== Source passage ==
»»

“Lord, if you had been here, my brother would not have died” (John 11:21). Martha said that to Jesus, and thousands and thousands can say it today as the pandemic takes the lives of loved ones. Where’s God?
Sunday is Palm Sunday, and we’ll here where God is. “And as Jesus was going up to Jerusalem, he took the twelve disciples aside, and on the way he said to them, ‘See, we are going up to Jerusalem. And the Son of Man will be delivered over to the chief priests and scribes, and they will condemn him to death and deliver him over to the Gentiles to be mocked and flogged and crucified, and he will be raised on the third day’” (Matthew 20:17-19). Palm Sunday invites us to where God is: in His Son who goes to suffer for us and is present with us in our suffering.
Scientific, medical and governmental mobilizations seek wisdom, rightly so, this being the purpose of human reason. May the Creator who gave the gift of reason bless its use for our deliverance from this pandemic! But it would be wrong for us to project our human reasoning upon the ways of God. This is the way the “natural person” thinks (1 Corinthians 2:14), but leads to the conclusion that God is doing nothing, if He even exists. “Lord, if you had been here…” The Church’s wisdom is markedly different than the world’s wisdom, revealed not reasoned. “We impart a secret and hidden wisdom of God, which God decreed before the ages for our glory” (1 Corinthians 2:7). “The natural man does not accept the things of the Spirit of God, for they are folly to him, and he is not able to understand them because they are spiritually discerned” (2:14). In this crisis the Creator remains mysteriously hidden (“No one comprehends the thoughts of God except the Spirit of God,” 2:11) but He continues to reveal Himself to us in in the Suffering Servant, Jesus Christ. “Christ the power of God and the wisdom of God” (1:24).
Jesus said to Martha, “I am the resurrection and the life. Whoever believes in me, though he die, yet shall he live, and everyone who lives and believes in me shall never die” (John 11:25-26). That’s why we’ll worship Palm Sunday, virtual though it be, to be “taught by the Spirit, interpreting spiritual truths to those who are spiritual” (1 Corinthians 12:13).

««

== Data records ==
»»

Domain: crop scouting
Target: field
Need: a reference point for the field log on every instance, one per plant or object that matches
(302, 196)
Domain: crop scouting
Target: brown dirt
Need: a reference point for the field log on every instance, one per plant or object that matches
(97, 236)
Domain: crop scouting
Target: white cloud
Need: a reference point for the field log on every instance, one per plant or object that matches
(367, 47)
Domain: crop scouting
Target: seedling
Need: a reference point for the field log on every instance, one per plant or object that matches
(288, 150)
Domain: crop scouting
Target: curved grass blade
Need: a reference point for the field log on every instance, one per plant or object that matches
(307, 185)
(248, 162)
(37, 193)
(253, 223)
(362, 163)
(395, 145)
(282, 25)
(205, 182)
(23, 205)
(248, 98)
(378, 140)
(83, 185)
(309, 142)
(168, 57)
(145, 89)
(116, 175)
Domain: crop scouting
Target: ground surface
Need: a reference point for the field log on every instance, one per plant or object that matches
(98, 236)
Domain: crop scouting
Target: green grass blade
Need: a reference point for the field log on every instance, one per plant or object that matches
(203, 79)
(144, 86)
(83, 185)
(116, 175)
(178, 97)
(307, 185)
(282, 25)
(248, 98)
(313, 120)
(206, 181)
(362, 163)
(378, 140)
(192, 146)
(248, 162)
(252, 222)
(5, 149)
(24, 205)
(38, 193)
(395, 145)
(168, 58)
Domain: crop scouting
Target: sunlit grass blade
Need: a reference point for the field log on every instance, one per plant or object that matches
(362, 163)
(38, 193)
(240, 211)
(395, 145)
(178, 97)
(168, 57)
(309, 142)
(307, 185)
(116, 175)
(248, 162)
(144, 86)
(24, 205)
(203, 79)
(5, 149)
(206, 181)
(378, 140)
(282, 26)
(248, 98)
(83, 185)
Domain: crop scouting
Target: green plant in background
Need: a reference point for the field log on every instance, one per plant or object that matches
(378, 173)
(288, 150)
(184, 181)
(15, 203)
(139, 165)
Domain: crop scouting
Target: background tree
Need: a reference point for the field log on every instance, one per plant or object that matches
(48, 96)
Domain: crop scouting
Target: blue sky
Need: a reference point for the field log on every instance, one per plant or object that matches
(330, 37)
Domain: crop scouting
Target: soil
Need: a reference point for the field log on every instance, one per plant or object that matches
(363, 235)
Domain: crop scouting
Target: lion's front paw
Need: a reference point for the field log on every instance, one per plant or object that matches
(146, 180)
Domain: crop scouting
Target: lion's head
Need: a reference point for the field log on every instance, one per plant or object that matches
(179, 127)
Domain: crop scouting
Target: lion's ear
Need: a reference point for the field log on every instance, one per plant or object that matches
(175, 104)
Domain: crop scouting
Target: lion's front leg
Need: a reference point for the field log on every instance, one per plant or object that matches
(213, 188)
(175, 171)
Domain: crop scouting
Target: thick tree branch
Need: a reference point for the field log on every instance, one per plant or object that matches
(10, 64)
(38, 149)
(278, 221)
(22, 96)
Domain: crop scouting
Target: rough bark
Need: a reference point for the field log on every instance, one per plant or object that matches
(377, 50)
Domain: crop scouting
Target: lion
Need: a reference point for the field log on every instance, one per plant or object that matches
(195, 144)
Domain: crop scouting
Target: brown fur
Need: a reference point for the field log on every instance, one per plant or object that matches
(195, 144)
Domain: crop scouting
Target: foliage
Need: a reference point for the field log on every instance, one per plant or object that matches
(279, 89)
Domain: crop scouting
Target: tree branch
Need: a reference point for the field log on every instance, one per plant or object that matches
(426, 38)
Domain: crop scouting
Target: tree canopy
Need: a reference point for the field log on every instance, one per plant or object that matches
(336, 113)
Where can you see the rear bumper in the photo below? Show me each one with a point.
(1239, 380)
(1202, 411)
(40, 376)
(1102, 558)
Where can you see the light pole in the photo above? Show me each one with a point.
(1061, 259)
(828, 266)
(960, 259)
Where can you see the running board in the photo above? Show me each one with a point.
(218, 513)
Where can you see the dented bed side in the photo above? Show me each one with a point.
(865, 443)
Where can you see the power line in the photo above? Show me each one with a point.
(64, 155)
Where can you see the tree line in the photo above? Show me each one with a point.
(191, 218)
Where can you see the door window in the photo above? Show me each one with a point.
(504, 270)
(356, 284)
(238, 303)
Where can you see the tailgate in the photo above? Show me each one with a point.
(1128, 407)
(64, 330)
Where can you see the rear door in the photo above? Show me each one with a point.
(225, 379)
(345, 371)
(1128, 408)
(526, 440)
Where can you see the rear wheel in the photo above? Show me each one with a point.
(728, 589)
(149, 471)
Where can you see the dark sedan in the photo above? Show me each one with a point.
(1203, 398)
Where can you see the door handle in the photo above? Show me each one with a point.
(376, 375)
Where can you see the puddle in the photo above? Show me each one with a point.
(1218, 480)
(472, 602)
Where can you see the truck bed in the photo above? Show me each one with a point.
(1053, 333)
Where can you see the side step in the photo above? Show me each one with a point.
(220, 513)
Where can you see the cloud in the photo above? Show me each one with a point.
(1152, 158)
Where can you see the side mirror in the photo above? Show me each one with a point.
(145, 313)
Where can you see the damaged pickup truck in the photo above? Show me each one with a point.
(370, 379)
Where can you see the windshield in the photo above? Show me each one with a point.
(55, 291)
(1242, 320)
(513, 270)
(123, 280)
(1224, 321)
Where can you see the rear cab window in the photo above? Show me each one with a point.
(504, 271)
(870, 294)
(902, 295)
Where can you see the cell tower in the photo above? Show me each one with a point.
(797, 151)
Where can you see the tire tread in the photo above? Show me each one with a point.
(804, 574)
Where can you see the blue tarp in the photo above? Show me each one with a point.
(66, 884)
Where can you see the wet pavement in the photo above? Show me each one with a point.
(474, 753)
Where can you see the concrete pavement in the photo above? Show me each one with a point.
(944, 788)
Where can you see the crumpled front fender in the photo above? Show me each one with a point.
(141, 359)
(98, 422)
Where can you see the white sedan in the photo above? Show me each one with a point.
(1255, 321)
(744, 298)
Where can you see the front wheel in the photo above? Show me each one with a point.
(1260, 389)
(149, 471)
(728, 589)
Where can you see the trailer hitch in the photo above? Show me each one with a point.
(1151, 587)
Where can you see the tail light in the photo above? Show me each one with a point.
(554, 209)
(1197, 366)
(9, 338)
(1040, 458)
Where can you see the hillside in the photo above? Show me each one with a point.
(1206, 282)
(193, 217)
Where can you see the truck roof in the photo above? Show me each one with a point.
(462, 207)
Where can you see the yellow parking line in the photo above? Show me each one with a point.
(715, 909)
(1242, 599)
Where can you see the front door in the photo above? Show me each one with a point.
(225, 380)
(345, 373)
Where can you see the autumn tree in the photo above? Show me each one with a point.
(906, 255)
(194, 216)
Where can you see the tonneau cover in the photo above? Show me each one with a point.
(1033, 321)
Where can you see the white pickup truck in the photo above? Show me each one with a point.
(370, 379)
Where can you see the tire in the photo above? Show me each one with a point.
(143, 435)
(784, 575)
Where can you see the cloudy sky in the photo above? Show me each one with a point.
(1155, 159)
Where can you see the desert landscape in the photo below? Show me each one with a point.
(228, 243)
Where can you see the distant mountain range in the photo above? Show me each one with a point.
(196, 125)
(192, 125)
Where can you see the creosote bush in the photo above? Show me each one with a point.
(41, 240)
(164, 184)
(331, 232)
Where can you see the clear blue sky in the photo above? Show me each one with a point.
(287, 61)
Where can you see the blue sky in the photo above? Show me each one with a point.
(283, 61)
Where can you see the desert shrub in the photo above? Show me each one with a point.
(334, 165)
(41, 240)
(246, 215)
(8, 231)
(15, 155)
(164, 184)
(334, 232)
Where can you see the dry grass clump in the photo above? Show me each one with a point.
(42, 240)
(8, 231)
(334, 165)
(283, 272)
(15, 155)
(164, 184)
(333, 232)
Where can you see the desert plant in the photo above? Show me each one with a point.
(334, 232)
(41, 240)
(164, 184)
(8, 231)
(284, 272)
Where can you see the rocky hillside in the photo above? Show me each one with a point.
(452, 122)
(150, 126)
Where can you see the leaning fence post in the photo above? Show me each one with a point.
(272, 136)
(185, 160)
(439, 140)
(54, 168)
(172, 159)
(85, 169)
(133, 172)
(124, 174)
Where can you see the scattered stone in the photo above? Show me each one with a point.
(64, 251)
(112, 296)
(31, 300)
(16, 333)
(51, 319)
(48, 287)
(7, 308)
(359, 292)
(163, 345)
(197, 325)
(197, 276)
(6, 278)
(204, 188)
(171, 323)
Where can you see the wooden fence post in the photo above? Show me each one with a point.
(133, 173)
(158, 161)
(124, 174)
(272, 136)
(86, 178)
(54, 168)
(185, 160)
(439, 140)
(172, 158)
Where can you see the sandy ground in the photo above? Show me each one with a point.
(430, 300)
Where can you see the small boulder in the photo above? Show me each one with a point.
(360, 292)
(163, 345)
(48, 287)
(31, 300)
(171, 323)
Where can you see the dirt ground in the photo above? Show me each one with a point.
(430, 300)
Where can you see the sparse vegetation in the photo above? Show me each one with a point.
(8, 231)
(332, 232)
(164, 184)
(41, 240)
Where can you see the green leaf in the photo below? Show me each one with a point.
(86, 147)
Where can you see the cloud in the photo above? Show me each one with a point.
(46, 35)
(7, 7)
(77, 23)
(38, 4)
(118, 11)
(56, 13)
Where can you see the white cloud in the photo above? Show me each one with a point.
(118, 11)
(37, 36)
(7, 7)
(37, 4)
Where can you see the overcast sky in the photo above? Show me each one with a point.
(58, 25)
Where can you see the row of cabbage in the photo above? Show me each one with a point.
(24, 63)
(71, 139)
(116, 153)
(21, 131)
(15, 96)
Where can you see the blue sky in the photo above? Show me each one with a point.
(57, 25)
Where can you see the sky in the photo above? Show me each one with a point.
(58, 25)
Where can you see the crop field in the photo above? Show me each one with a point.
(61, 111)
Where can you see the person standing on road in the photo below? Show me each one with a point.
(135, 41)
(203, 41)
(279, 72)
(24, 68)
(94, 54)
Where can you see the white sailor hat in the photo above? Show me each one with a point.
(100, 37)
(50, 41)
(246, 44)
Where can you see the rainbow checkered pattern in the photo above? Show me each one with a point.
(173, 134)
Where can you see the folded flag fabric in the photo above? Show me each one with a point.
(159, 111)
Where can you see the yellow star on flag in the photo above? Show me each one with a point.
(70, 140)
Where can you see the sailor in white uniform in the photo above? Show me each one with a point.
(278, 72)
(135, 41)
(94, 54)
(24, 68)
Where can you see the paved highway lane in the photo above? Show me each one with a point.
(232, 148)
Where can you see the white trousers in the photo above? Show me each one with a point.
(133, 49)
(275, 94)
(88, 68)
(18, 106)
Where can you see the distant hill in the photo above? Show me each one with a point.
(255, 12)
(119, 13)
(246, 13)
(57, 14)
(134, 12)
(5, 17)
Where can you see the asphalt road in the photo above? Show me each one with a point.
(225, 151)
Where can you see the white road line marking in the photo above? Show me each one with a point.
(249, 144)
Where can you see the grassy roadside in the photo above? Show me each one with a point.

««

== Work required ==
Answer from the Palm Sunday passage:
1. Who says "Lord, if you had been here, my brother would not have died," and to whom?
2. In the quotation from Matthew 20:17-19, on what day will the Son of Man be raised?
3. Whom does the passage quote as "the power of God and the wisdom of God"?

== Result of the task ==
1. Martha says it to Jesus.
2. On the third day.
3. Christ.